* [INPUT]
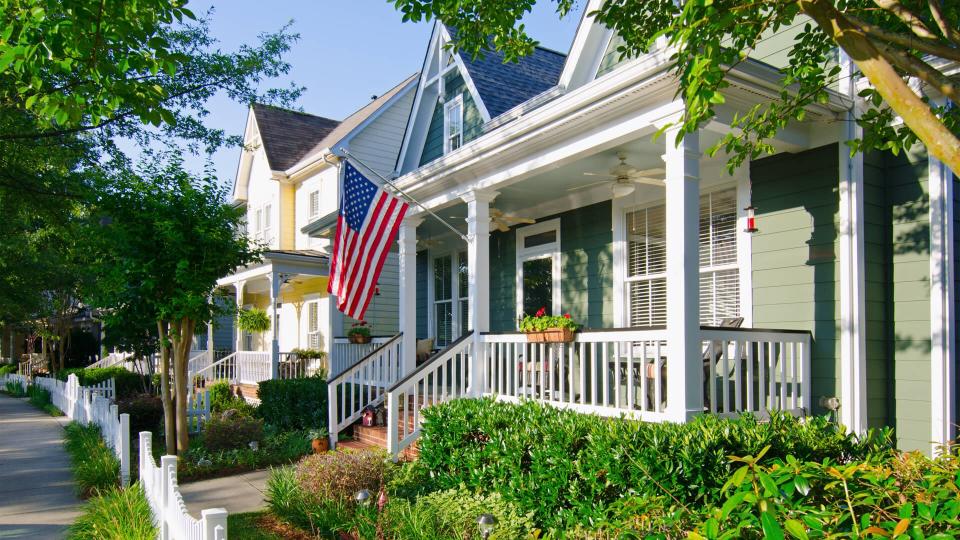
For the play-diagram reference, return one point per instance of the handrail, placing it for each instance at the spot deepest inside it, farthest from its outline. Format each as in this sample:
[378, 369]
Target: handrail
[362, 385]
[446, 375]
[429, 362]
[343, 372]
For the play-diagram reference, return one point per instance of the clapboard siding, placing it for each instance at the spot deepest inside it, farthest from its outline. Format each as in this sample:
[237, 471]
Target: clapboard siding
[378, 144]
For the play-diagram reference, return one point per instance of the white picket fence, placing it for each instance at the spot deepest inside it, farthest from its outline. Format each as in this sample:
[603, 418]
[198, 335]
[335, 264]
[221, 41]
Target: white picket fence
[86, 406]
[170, 514]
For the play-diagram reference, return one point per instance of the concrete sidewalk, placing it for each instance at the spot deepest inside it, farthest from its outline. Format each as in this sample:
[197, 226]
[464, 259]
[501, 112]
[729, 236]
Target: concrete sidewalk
[238, 493]
[37, 497]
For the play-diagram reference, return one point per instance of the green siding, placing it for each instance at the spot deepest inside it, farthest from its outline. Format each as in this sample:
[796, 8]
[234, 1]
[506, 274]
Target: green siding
[795, 268]
[906, 227]
[453, 84]
[586, 262]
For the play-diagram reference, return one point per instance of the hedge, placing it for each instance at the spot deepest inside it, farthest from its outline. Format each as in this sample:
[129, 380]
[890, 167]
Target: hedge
[567, 468]
[128, 383]
[291, 404]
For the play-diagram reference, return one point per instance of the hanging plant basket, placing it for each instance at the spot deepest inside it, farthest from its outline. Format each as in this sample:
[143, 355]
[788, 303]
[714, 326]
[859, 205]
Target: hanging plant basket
[551, 335]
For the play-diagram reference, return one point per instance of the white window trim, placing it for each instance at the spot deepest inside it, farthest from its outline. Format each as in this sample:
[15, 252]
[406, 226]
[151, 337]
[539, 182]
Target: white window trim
[456, 101]
[524, 254]
[621, 206]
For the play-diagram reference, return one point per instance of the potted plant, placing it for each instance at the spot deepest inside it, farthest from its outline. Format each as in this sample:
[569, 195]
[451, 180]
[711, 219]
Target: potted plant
[253, 320]
[319, 440]
[359, 333]
[543, 328]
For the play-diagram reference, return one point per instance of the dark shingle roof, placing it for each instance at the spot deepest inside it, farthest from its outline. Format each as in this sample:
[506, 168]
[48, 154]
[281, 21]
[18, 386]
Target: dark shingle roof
[288, 135]
[504, 86]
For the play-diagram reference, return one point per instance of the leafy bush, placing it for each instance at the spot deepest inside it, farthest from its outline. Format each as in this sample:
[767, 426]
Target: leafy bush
[116, 514]
[453, 513]
[337, 476]
[14, 389]
[289, 404]
[95, 467]
[231, 430]
[128, 383]
[145, 410]
[568, 468]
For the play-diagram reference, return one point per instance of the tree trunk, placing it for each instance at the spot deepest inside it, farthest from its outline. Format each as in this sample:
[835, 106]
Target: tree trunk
[182, 340]
[169, 418]
[940, 141]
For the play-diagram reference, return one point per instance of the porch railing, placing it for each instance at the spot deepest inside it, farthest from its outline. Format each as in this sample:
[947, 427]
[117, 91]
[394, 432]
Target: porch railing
[363, 384]
[344, 354]
[441, 378]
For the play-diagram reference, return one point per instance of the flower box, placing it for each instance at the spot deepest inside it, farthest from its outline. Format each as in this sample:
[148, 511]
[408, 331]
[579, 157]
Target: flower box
[551, 335]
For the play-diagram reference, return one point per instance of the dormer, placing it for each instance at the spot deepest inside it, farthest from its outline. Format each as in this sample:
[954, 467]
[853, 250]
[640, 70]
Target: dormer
[457, 95]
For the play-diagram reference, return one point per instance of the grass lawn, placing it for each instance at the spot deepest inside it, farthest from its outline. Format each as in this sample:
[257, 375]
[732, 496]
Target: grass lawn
[261, 526]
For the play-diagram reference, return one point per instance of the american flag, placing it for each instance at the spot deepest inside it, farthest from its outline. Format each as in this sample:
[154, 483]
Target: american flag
[366, 227]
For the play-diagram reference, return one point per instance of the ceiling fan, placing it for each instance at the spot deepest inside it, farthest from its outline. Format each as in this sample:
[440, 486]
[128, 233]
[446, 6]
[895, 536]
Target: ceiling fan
[504, 221]
[625, 177]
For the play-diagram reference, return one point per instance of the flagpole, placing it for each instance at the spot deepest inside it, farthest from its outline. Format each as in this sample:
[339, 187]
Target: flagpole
[405, 195]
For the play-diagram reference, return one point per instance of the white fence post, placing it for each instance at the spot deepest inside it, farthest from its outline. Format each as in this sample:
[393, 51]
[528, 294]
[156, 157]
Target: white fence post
[214, 523]
[124, 449]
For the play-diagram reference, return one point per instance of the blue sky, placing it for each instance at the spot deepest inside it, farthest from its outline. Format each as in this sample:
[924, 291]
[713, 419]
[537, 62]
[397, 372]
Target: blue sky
[348, 51]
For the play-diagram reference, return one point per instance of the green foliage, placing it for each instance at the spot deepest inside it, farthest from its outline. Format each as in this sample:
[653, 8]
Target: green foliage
[145, 410]
[94, 465]
[568, 467]
[14, 389]
[541, 322]
[115, 514]
[231, 430]
[253, 320]
[289, 404]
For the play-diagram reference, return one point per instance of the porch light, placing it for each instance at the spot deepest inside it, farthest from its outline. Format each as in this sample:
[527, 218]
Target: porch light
[751, 220]
[486, 523]
[362, 497]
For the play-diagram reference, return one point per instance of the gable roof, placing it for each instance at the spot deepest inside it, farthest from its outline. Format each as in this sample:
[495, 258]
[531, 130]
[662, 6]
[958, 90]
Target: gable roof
[504, 86]
[353, 121]
[288, 135]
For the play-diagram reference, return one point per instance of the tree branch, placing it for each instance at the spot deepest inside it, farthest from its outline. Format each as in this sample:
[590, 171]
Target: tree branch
[926, 72]
[913, 22]
[952, 34]
[910, 42]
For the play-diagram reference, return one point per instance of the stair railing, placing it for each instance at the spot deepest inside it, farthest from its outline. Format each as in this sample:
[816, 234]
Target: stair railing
[443, 377]
[361, 385]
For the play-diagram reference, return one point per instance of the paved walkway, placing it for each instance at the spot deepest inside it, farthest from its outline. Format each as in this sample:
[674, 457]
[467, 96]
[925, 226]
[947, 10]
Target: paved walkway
[239, 493]
[36, 488]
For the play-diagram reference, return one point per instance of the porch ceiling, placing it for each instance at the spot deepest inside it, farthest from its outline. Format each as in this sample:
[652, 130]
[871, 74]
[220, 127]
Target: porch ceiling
[567, 187]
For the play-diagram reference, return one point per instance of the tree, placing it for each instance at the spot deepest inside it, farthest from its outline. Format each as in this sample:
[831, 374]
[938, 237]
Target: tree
[169, 237]
[890, 41]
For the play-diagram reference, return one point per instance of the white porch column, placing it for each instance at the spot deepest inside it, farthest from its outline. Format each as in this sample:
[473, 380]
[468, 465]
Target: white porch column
[853, 344]
[407, 241]
[275, 280]
[478, 273]
[942, 306]
[684, 362]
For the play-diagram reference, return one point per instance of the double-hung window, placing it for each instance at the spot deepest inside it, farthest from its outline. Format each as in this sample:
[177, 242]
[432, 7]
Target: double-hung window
[646, 265]
[453, 124]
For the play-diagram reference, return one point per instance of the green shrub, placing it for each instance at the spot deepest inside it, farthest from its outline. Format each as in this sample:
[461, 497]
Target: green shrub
[289, 404]
[231, 430]
[453, 513]
[95, 467]
[116, 514]
[14, 389]
[145, 410]
[128, 383]
[568, 468]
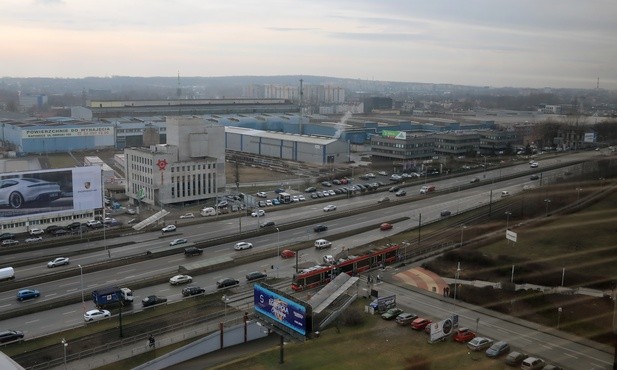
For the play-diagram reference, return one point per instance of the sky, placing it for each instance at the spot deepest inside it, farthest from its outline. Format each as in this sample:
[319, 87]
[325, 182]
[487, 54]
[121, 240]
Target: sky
[497, 43]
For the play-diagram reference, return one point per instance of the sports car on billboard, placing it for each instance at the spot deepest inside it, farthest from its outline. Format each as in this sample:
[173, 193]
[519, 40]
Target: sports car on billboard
[16, 192]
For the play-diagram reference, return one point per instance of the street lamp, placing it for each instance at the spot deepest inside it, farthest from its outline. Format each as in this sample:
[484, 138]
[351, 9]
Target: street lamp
[64, 345]
[81, 283]
[463, 227]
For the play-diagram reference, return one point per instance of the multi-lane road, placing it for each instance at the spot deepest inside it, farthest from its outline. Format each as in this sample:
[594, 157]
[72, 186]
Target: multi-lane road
[56, 319]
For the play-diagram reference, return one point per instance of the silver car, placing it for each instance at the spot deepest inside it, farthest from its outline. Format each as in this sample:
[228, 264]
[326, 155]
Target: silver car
[16, 192]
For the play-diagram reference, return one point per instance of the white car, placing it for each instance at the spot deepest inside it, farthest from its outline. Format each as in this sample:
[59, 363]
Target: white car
[180, 279]
[178, 241]
[36, 231]
[243, 245]
[96, 315]
[169, 228]
[59, 261]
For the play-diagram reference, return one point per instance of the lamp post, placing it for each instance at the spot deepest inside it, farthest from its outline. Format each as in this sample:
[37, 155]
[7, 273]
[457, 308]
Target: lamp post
[81, 283]
[64, 345]
[547, 201]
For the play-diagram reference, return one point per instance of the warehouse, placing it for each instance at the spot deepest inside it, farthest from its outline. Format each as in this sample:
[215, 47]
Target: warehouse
[301, 148]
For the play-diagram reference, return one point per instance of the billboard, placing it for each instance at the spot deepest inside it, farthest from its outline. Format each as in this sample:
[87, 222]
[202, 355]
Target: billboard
[282, 310]
[36, 193]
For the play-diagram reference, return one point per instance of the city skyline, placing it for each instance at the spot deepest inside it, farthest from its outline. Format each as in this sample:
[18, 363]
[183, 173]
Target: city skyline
[560, 44]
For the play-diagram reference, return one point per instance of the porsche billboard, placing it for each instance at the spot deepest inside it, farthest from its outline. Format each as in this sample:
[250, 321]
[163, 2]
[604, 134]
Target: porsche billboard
[26, 194]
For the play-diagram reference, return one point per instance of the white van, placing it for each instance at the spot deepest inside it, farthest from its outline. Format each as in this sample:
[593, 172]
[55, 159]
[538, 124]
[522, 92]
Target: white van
[322, 243]
[208, 211]
[7, 273]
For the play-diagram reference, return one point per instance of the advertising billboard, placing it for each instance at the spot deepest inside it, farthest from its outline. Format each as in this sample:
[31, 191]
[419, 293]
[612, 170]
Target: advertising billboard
[282, 310]
[26, 194]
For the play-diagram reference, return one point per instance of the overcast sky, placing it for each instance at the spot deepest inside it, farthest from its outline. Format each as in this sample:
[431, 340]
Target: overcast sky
[521, 43]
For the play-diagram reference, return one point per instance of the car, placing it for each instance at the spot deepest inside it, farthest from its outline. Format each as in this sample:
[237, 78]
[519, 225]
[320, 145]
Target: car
[463, 335]
[24, 294]
[62, 232]
[256, 275]
[192, 290]
[180, 279]
[479, 343]
[405, 318]
[17, 192]
[7, 236]
[193, 251]
[226, 283]
[242, 245]
[515, 358]
[419, 323]
[552, 367]
[178, 241]
[152, 300]
[59, 261]
[320, 228]
[96, 315]
[93, 223]
[10, 335]
[36, 231]
[287, 253]
[322, 244]
[532, 363]
[169, 229]
[391, 314]
[497, 349]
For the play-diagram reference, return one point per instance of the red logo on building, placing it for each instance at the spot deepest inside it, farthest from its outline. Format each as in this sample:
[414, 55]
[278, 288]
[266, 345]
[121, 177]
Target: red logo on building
[162, 163]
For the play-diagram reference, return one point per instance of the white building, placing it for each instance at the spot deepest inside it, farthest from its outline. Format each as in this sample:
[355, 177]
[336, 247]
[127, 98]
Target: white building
[190, 167]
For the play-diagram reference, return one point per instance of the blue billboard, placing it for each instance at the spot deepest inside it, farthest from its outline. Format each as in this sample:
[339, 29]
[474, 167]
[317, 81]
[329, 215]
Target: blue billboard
[280, 309]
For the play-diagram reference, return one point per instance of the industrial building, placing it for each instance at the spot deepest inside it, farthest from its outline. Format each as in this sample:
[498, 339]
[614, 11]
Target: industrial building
[190, 167]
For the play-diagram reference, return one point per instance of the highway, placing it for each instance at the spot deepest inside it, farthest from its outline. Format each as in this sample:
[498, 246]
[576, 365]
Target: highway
[49, 321]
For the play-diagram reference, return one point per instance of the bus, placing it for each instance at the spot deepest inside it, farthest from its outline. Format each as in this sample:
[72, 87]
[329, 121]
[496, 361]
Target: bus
[284, 198]
[320, 275]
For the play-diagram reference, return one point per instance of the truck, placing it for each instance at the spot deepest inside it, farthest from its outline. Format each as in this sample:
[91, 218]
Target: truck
[7, 273]
[112, 296]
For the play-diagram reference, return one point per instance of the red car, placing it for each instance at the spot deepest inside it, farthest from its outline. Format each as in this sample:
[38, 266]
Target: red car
[464, 335]
[420, 323]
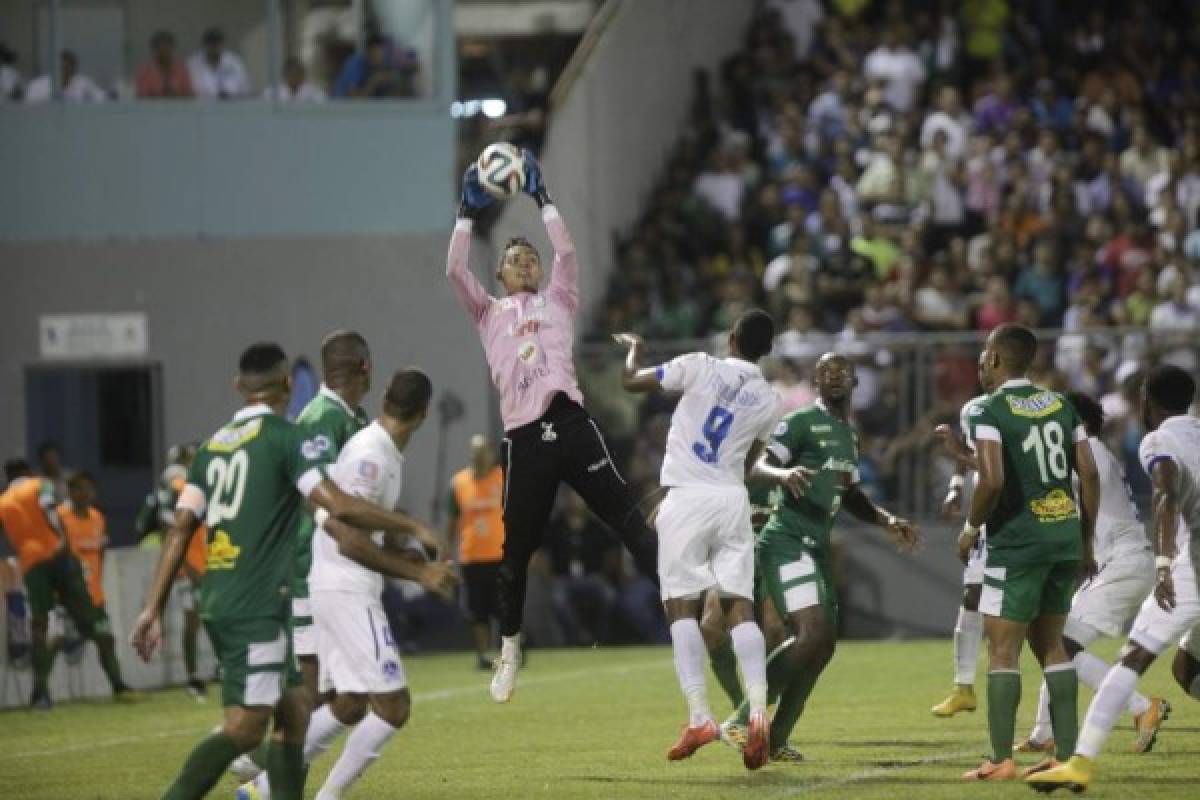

* [ACTIVITY]
Because the copy must hold no pictures, return only the lines that run from the line containing "the bus, placing" to the end of the data above, each exactly as it stands.

* [ANSWER BOX]
For the play-diagram reference, return one point per instance of the bus, placing it for each instance at the spot deepest inside it, farthest from its outline. Format each as in this sample:
[72, 87]
[329, 121]
[496, 361]
Target: bus
[284, 198]
[320, 275]
For the play-diagram reference, return one point per instance of the truck, placing it for each instance at the spot deepest inside it, farthest from its outline. Format each as in this sample:
[91, 218]
Target: truck
[7, 273]
[112, 296]
For the play-diagram reference, return one point per instance of the red car, placing it for each instance at the spot deepest inside it, farthest from its outline. Format each as in this sample:
[38, 266]
Target: red car
[464, 335]
[420, 323]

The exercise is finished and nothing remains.